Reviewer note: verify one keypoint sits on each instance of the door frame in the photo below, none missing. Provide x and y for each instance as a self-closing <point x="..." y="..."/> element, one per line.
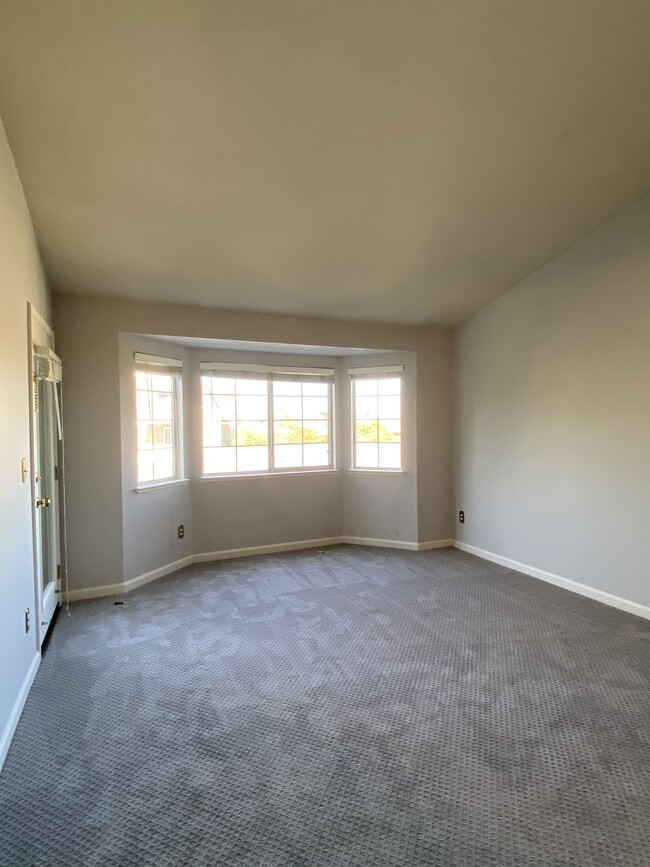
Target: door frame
<point x="39" y="333"/>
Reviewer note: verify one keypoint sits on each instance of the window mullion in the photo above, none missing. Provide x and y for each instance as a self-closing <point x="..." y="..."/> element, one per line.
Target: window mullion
<point x="270" y="424"/>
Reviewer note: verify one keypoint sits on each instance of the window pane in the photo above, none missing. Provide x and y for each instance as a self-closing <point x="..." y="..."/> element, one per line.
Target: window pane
<point x="159" y="382"/>
<point x="388" y="430"/>
<point x="145" y="435"/>
<point x="282" y="387"/>
<point x="367" y="455"/>
<point x="252" y="433"/>
<point x="389" y="407"/>
<point x="162" y="405"/>
<point x="143" y="405"/>
<point x="315" y="389"/>
<point x="315" y="431"/>
<point x="252" y="407"/>
<point x="365" y="387"/>
<point x="315" y="407"/>
<point x="392" y="385"/>
<point x="218" y="433"/>
<point x="218" y="385"/>
<point x="390" y="456"/>
<point x="219" y="460"/>
<point x="287" y="432"/>
<point x="142" y="379"/>
<point x="145" y="466"/>
<point x="163" y="463"/>
<point x="288" y="456"/>
<point x="366" y="407"/>
<point x="219" y="405"/>
<point x="317" y="455"/>
<point x="252" y="458"/>
<point x="252" y="386"/>
<point x="287" y="407"/>
<point x="163" y="434"/>
<point x="366" y="432"/>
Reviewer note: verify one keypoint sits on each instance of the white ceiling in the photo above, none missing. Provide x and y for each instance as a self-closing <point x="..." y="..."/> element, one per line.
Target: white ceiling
<point x="363" y="159"/>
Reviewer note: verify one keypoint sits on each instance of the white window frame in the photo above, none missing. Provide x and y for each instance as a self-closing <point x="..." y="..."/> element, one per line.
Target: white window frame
<point x="271" y="375"/>
<point x="375" y="373"/>
<point x="145" y="363"/>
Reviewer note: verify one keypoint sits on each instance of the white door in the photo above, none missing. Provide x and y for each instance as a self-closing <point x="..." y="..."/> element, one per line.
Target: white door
<point x="47" y="453"/>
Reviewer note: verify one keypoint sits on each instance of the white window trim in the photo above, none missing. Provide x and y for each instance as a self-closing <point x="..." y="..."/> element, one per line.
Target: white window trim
<point x="271" y="375"/>
<point x="386" y="372"/>
<point x="157" y="486"/>
<point x="168" y="367"/>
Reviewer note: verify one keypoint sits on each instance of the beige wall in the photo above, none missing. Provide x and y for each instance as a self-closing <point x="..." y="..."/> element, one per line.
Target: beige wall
<point x="107" y="523"/>
<point x="552" y="415"/>
<point x="21" y="281"/>
<point x="150" y="520"/>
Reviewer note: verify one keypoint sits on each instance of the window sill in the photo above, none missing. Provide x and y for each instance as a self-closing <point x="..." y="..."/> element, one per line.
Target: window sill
<point x="376" y="472"/>
<point x="278" y="474"/>
<point x="157" y="486"/>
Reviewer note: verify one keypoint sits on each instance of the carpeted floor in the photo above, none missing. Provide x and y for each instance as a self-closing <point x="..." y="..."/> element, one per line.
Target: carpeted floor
<point x="353" y="707"/>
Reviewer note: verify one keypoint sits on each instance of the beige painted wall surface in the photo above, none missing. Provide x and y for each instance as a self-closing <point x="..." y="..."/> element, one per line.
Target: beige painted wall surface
<point x="377" y="506"/>
<point x="150" y="520"/>
<point x="21" y="280"/>
<point x="552" y="415"/>
<point x="88" y="329"/>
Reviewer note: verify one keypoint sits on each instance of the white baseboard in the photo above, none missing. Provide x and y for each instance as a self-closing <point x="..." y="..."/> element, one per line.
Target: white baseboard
<point x="436" y="543"/>
<point x="256" y="550"/>
<point x="139" y="580"/>
<point x="398" y="543"/>
<point x="17" y="709"/>
<point x="559" y="581"/>
<point x="380" y="543"/>
<point x="253" y="551"/>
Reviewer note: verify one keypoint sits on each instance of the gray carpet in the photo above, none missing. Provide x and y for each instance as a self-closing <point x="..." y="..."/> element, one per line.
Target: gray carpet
<point x="355" y="707"/>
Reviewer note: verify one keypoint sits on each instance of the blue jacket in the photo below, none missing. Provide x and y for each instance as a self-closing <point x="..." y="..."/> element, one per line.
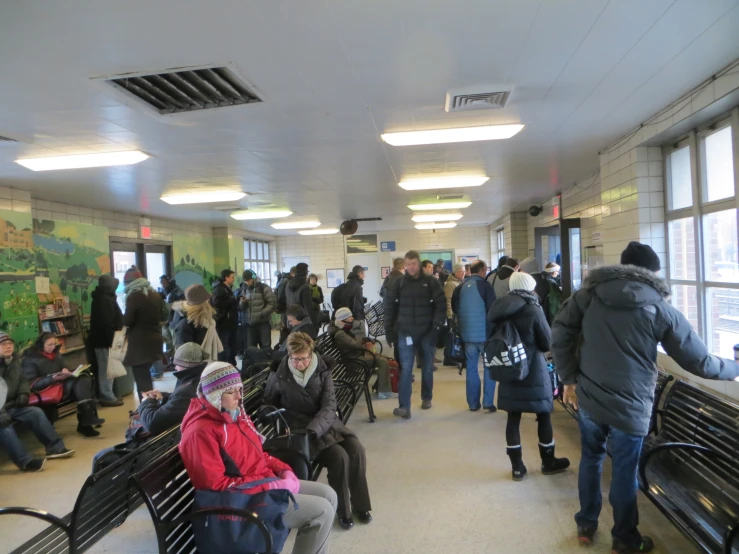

+++++

▶ [Aim of the exercise]
From the data above, copy out every line that contains the word "sill".

▶ [Exercise output]
Reviewer note: verify one keypoint sits on each instance of the window sill in the photo above, none missing. Provide x and y for each instance as a self-closing <point x="..." y="..."/> element, one per line.
Target: window sill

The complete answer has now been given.